Exercise goal
Count the lines in the records below that contain the string "wall", treating uppercase and lowercase as different. Give only the number.

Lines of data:
start

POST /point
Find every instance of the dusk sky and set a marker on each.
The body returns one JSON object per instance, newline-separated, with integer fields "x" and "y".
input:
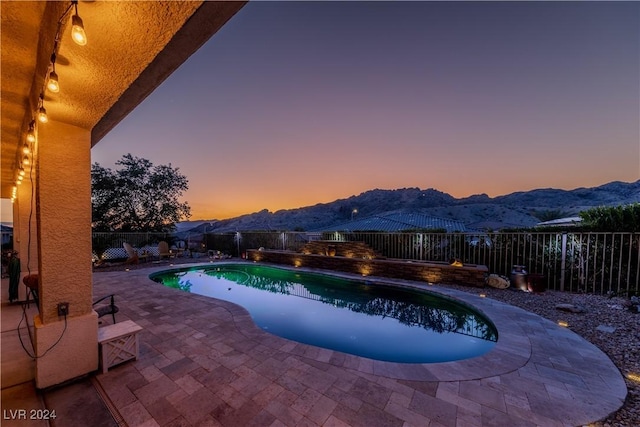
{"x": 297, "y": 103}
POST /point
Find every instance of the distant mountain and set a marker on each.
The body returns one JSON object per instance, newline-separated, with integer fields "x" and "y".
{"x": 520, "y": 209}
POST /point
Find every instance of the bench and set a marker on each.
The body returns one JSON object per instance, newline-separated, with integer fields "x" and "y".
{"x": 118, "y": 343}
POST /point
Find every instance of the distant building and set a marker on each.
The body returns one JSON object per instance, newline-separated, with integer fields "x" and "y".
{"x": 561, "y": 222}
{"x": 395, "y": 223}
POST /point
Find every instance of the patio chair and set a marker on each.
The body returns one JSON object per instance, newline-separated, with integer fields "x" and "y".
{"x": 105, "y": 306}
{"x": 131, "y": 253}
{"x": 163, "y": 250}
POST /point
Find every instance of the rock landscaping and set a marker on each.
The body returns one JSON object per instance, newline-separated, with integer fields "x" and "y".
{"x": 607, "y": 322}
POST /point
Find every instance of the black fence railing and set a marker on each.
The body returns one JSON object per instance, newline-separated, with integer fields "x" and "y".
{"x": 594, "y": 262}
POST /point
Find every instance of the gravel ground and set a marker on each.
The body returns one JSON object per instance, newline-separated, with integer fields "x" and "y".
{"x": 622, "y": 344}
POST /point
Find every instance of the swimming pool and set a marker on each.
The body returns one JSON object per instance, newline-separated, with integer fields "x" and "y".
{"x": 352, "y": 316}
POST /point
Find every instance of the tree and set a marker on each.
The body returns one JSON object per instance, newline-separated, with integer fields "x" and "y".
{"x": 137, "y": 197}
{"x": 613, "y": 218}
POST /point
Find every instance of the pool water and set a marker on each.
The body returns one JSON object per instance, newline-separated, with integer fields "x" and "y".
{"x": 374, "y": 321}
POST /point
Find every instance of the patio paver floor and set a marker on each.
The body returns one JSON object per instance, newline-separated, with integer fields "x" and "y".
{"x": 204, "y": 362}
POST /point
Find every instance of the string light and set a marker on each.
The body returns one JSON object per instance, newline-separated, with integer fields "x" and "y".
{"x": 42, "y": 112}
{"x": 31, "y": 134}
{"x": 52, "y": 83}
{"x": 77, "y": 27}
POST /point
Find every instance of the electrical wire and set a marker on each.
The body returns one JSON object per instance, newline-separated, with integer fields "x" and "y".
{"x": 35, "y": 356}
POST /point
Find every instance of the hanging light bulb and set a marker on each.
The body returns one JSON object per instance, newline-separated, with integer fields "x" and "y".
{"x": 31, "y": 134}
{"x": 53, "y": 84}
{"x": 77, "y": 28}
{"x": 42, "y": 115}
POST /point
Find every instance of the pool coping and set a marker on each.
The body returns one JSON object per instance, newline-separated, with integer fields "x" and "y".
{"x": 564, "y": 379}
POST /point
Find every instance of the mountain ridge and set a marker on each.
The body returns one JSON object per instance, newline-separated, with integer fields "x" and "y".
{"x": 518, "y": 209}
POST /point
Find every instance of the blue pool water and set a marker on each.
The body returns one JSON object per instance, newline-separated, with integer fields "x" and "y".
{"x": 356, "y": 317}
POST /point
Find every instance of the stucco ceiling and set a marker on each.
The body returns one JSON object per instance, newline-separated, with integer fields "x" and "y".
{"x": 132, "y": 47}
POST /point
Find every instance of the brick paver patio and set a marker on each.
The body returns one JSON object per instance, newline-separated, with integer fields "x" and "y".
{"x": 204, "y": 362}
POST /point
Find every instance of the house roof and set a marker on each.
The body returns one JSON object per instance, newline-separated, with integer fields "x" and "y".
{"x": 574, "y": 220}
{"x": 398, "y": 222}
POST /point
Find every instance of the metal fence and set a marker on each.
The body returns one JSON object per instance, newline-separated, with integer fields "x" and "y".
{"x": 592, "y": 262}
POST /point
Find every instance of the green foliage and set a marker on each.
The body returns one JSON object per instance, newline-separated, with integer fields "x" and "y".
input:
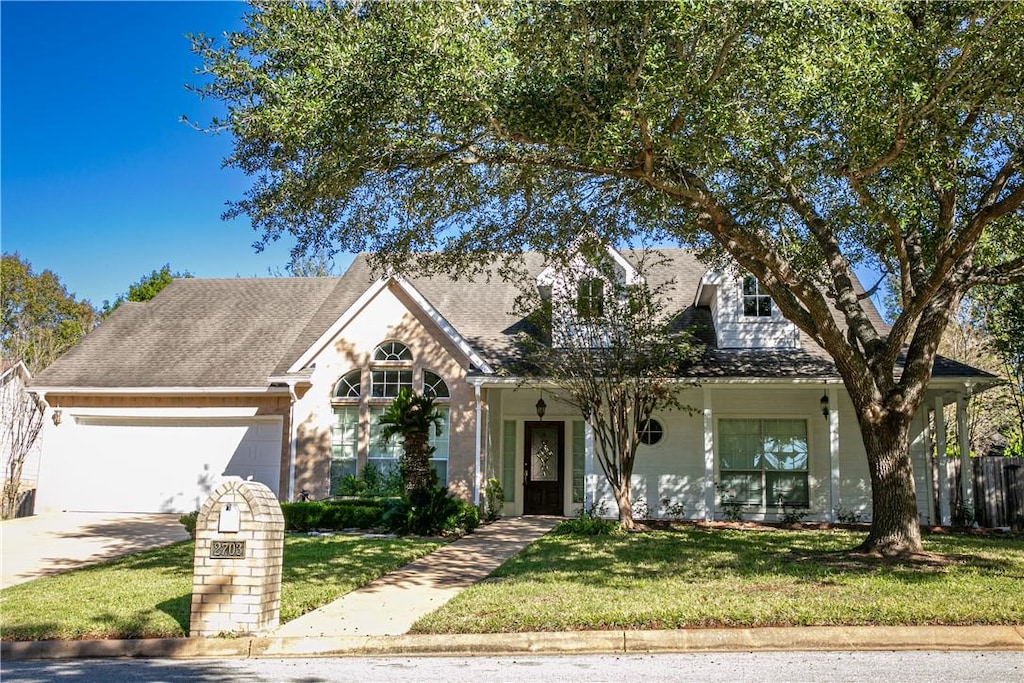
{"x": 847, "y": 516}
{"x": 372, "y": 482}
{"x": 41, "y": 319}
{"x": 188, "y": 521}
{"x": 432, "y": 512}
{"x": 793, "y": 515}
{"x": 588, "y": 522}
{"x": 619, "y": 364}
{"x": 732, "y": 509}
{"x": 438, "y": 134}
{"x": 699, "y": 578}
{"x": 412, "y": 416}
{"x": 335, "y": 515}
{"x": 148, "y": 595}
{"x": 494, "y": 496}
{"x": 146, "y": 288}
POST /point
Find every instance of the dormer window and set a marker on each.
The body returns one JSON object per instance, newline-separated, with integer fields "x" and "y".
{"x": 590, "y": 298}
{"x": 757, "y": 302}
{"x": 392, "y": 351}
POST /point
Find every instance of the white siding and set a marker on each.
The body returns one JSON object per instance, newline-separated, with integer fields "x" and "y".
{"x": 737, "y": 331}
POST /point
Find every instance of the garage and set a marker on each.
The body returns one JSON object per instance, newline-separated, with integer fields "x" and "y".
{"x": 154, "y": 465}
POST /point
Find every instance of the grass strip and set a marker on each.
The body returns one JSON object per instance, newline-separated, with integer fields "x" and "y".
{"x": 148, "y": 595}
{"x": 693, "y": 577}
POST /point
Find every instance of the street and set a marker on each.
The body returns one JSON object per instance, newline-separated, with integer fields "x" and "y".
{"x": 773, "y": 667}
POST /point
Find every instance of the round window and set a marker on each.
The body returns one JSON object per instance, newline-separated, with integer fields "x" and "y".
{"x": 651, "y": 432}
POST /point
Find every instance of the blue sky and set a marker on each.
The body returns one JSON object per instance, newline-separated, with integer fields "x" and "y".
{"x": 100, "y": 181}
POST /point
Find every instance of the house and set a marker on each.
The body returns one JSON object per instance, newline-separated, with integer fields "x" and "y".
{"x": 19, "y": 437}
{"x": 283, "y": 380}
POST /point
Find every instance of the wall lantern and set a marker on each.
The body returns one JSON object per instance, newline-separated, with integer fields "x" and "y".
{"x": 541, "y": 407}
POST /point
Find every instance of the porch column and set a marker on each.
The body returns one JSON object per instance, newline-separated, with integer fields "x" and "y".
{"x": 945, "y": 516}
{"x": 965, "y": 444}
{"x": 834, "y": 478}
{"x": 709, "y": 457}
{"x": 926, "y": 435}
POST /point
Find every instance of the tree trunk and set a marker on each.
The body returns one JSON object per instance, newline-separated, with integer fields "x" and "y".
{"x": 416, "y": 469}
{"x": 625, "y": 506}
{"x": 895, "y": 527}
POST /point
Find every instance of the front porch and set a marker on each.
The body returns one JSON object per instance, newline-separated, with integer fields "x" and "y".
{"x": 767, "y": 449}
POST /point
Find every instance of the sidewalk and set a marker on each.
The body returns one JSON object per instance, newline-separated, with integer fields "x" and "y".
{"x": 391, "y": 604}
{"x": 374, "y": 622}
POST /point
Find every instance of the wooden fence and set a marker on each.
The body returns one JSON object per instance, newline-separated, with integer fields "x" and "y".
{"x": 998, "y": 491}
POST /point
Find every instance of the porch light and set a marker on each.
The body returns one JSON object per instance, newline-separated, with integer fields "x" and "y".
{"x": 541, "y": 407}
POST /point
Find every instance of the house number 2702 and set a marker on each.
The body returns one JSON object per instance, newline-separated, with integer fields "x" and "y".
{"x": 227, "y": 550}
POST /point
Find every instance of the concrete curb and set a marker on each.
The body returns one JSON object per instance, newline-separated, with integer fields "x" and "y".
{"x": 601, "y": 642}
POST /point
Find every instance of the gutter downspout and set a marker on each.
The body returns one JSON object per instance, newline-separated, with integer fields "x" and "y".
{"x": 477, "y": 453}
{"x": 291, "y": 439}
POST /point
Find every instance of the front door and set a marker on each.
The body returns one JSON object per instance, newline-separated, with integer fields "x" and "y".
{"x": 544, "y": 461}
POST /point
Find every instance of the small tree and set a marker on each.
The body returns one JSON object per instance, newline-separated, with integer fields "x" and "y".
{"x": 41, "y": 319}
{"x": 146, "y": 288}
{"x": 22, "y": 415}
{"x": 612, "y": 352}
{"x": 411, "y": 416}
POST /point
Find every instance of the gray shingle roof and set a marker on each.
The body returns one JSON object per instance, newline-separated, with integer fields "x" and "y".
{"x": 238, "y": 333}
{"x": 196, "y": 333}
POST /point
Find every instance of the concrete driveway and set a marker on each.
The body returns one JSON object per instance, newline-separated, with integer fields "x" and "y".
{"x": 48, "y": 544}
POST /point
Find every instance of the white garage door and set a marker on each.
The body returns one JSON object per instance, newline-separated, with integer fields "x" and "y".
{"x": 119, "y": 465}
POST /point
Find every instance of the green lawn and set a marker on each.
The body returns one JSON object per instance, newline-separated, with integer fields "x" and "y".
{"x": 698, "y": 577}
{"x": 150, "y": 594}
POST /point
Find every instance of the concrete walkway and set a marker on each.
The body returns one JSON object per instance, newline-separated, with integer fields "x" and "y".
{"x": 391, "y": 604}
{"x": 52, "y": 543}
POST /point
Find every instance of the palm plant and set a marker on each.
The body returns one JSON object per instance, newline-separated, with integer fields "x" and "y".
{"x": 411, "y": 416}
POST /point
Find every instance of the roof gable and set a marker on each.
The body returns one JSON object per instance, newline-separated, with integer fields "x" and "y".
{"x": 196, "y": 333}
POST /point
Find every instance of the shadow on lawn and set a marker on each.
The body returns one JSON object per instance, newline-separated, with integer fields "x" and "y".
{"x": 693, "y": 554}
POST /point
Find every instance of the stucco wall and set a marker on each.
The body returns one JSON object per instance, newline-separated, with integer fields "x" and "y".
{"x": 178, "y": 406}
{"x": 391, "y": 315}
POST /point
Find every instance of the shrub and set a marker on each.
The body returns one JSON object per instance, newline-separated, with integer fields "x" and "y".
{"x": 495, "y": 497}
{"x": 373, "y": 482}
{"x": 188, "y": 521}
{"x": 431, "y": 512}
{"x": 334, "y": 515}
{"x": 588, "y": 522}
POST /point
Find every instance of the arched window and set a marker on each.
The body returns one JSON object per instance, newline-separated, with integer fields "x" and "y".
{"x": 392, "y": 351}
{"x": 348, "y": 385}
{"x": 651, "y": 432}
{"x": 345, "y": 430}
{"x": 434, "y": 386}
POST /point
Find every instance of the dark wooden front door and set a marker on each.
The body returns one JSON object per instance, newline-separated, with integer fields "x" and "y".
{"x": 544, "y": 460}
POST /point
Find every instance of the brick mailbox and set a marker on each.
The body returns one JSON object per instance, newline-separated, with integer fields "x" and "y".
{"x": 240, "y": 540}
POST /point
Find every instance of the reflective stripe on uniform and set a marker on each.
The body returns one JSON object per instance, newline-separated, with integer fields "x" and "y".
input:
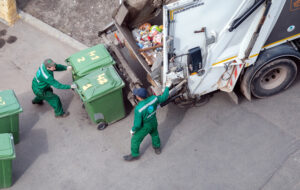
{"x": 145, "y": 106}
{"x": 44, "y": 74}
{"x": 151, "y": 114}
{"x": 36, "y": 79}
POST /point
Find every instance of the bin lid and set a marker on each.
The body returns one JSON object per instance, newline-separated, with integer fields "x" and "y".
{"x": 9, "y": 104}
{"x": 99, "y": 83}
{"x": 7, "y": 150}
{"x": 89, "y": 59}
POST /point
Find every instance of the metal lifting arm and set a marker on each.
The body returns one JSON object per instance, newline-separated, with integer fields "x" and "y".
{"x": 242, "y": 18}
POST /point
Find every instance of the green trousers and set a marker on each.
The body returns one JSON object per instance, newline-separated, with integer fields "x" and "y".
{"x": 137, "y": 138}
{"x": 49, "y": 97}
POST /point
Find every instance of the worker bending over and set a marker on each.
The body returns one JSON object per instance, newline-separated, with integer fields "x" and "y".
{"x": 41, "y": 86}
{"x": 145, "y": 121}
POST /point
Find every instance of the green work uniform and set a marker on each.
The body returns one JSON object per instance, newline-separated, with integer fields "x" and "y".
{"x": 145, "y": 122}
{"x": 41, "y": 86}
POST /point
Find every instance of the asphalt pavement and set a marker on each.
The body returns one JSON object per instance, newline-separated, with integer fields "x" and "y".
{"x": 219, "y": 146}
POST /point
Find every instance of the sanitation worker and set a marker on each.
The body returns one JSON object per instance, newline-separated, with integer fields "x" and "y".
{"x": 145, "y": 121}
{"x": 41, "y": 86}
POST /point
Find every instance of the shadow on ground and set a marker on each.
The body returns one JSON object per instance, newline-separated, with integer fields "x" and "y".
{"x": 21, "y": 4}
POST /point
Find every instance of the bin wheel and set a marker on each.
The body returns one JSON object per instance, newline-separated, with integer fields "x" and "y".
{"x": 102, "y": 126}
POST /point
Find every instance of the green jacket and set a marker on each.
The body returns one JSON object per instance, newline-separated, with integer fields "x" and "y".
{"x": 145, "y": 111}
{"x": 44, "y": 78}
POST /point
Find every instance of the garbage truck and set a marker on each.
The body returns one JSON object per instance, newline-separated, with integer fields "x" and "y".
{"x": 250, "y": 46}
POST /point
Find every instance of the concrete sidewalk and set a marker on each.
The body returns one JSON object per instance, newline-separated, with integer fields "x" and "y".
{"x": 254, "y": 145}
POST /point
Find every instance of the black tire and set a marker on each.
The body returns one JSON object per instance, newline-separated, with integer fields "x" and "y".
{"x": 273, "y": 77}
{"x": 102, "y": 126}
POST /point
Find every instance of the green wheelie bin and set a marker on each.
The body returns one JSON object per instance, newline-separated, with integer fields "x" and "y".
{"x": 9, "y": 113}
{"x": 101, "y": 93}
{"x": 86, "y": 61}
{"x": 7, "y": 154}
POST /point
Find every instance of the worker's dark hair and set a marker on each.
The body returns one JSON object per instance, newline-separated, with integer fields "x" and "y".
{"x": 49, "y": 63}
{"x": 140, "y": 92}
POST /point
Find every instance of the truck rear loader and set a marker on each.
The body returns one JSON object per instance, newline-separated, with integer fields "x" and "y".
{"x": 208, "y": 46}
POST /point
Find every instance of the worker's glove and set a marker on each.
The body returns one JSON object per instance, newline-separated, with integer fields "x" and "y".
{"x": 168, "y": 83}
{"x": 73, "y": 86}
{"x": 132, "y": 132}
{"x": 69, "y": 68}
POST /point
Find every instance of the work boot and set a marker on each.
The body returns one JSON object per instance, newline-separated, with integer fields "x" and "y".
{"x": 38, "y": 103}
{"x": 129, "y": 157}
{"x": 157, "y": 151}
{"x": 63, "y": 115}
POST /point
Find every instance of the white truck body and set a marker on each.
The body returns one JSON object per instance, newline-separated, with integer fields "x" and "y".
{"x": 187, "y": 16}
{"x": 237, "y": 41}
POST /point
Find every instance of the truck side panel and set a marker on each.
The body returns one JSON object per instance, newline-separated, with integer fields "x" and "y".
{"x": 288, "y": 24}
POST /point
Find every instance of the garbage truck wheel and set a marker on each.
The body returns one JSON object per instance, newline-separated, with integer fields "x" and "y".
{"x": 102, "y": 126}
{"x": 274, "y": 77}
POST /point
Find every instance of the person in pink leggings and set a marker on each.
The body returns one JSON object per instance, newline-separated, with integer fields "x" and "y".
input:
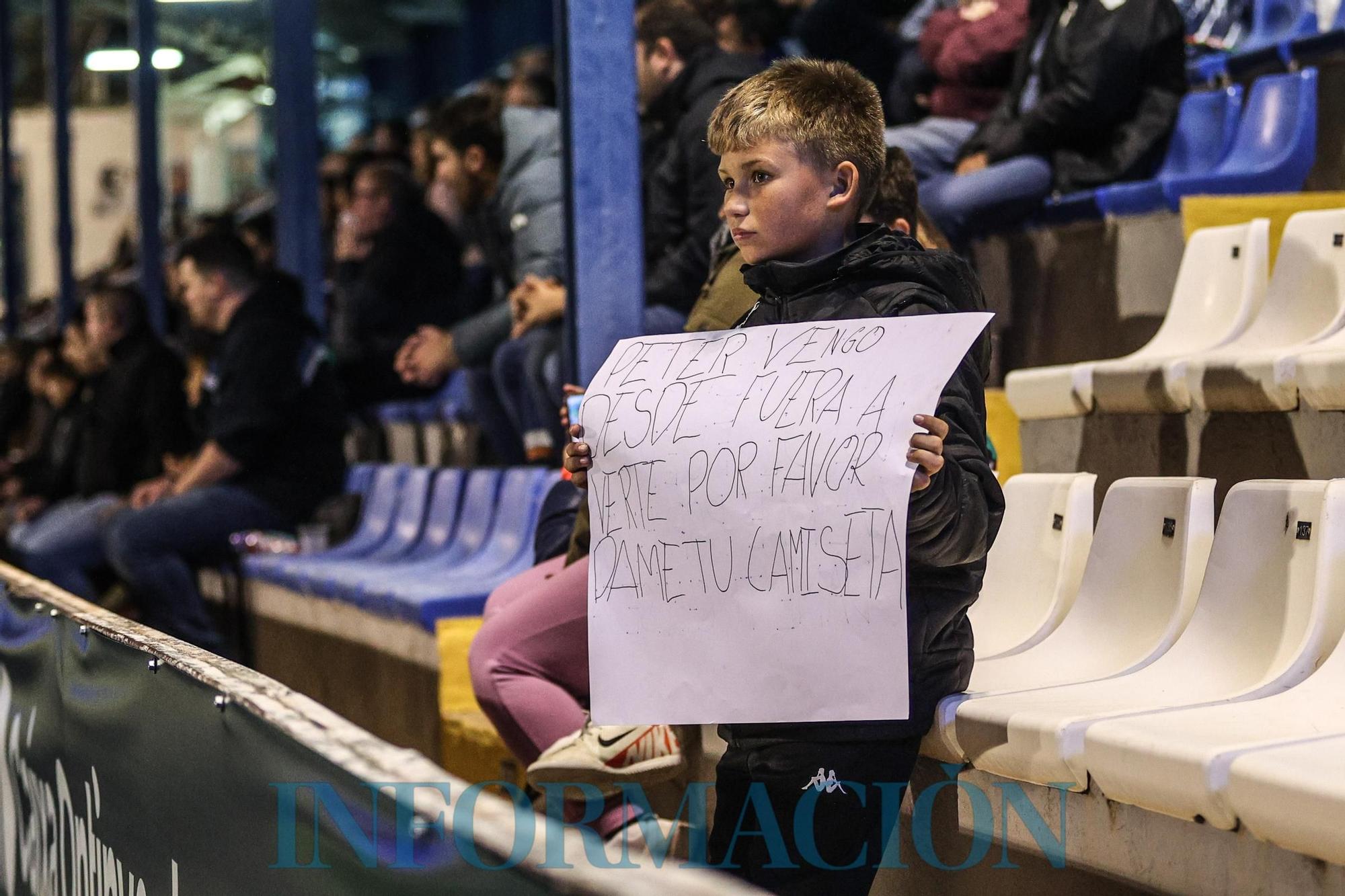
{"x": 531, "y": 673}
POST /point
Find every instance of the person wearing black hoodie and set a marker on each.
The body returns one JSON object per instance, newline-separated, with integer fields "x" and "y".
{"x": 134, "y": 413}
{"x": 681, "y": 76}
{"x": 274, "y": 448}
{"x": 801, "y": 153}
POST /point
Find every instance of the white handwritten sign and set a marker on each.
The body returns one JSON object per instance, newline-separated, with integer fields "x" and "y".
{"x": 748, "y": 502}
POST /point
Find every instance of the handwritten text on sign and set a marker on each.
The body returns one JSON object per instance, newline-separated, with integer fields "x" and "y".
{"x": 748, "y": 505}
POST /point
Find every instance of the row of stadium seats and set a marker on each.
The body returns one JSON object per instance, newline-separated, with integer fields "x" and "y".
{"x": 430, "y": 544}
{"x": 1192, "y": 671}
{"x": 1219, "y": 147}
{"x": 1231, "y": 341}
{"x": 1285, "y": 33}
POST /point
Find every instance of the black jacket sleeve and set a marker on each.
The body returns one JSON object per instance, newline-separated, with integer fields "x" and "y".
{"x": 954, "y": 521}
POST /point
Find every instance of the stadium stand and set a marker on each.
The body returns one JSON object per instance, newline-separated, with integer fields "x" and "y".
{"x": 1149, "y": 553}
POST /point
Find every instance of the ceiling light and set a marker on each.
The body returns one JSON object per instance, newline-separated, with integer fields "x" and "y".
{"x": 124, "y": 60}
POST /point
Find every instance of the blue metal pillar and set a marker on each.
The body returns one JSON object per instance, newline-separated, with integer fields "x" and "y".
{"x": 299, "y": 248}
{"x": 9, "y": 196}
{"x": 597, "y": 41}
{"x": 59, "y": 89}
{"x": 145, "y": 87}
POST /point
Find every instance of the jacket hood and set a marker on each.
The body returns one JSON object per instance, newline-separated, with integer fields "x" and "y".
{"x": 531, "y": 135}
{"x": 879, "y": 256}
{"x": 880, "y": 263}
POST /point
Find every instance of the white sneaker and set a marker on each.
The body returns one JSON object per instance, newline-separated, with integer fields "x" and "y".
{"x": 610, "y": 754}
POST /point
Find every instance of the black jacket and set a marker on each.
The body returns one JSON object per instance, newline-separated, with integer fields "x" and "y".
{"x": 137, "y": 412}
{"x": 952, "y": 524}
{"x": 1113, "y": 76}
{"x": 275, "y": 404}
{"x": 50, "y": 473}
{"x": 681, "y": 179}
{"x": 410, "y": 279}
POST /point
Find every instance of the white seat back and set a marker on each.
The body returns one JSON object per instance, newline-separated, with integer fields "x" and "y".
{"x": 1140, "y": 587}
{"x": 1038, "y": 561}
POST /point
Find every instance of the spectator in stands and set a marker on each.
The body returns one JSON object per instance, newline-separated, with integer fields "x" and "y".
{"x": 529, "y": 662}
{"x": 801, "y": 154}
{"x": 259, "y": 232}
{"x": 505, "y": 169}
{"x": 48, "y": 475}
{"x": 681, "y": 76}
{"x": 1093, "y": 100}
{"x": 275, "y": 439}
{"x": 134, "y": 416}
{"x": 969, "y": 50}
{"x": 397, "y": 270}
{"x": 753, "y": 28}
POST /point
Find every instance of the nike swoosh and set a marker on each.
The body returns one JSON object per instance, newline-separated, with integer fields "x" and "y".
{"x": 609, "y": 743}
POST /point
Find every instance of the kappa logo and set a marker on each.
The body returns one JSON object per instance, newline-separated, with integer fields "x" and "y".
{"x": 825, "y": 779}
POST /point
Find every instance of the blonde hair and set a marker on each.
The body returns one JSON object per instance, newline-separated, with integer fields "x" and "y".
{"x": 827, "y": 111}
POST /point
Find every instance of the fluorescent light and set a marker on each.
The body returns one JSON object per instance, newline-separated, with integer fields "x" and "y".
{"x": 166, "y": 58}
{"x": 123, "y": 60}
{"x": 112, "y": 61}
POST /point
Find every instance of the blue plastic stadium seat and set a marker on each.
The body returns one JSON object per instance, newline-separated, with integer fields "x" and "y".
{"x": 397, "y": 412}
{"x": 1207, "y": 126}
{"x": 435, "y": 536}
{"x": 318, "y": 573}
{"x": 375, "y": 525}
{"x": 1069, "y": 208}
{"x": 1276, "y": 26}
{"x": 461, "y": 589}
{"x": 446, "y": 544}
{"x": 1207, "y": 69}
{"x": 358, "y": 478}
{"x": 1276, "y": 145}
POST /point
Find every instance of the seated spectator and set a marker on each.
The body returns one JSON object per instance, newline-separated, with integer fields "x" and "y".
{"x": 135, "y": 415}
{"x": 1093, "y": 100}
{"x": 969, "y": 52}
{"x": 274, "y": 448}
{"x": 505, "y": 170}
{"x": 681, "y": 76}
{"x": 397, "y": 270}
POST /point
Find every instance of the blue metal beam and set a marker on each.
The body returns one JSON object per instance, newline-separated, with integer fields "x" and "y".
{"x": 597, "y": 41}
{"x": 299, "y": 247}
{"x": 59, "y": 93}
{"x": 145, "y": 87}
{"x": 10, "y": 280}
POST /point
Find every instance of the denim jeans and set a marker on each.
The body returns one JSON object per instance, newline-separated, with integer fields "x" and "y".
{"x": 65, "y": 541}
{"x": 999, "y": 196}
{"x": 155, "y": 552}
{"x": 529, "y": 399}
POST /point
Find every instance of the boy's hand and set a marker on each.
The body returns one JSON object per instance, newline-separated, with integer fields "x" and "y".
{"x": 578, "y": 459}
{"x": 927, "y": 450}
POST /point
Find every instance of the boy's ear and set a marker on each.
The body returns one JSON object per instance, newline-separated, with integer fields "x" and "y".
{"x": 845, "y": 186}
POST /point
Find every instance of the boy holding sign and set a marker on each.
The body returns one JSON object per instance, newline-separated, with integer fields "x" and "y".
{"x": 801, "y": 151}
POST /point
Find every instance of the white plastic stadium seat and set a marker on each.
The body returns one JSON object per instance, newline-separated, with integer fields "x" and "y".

end

Task solution
2